■ **EXERCISE DESCRIPTION**
Reproduce the passage of the devotional post on Genesis 9 word for word, from "As it's the" to "own devotional time.".
--- TEXT UNDER STUDY Enclosed Below ---
This morning I started reading my favourite devotional ["For the love of God" by D.A.Carson] again and was instantly reminded why I fell in love with it as a student and how it always brings me closer to God. Today's devotional focus was on Genesis 9 - God’s Covenant with Noah.
As I read through the passage one of the things I highlighted was v14 and 15 “When I bring clouds over the earth and the bow is seen in the clouds, I will remember my covenant that is between me and you and every living creature of all flesh. And the waters shall never again become a flood to destroy all flesh.” [ESV]. What struck me most? “I will remember my covenant…” GOD will remember His covenant! I found this interesting, as generally throughout the Bible it seems more like we humans need reminding of God’s good promises to us. I never imagined God forgetting! [Although I have always loved the verses that say “God remembered…” such as Gen 30:22 “Then God remembered Rachel, and God listened to her and opened her womb.”]
The thing that I took out of D.A.Carson’s reflection was what the rainbow meant. The reminder was for God, because God knew that humanity would need this covenant.
“The promises God makes, sealed by the rainbow, not to destroy the race in this fashion again (9:12-17), is relevant not because the race has somehow been shocked into compliance, but precisely because God recognizes that the same degradation will occur again and again.”*
God knew that the flood would not change the deep rooted human nature of sin and it was inevitable that we would fall into sin again. Noah himself, considered “a righteous man, blameless in his generation” [Gen 6:9] before the flood, falls short soon after the flood – with drunkenness and dysfunctional family relationships. But despite knowing this, God promises to never again flood the Earth and destroy all life. More than that, despite knowing the cycle of sin would continue, God continues on with His plan to send his Son. His plan to send Jesus to die, once for all, knowing our sinful nature would repeat again and again. Jesus still chose to die in my place, knowing I would fall short [Romans 5:8 “but God shows his love for us in that while we were still sinners, Christ died for us”].
This fact still floors me. Next month I am officially in my mid thirties and I’m blessed to say I grew up in a Christian home, knowing God loves for me as far back as I can remember. Yet, after all these years, this concept still gets me. I still cannot fathom why! I cannot comprehend why or how God could love me so much that He would give up His son in my place, when He knew before hand how much I would mess up. How many times I would fall short, fail Him. I cannot grasp why Jesus, knowing all this too, would willingly give himself in my place to suffer as He did.
Once again I am thrown into wordless wonder and awe for the love of God. Followed by overwhelming thanks and praise for His love and His son.
As it's the 9th of January so I think it's fairly safe to say many people following a plan to read the Bible in a year are probably reading Genesis 9 today, maybe you are? If you are, I’d love to hear what you thought as you read it this morning and what you took away from your own devotional time.
[*Quote taken from “For the Love of God, Volumes one and two combined edition” reading for January 9th - Published by IVP, 2010 – my emphasis in bold.]
--- End of Enclosed TEXT UNDER STUDY ---
--- DATA EXTRACT Enclosed Below ---
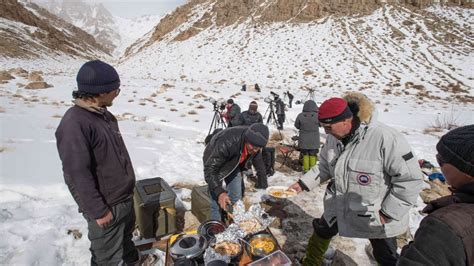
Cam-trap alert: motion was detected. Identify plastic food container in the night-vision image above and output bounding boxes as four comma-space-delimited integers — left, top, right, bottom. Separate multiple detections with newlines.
245, 233, 278, 260
198, 220, 225, 241
247, 250, 291, 266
--- End of Enclosed DATA EXTRACT ---
■ **PROBLEM SOLUTION**
As it's the 9th of January so I think it's fairly safe to say many people following a plan to read the Bible in a year are probably reading Genesis 9 today, maybe you are? If you are, I’d love to hear what you thought as you read it this morning and what you took away from your own devotional time.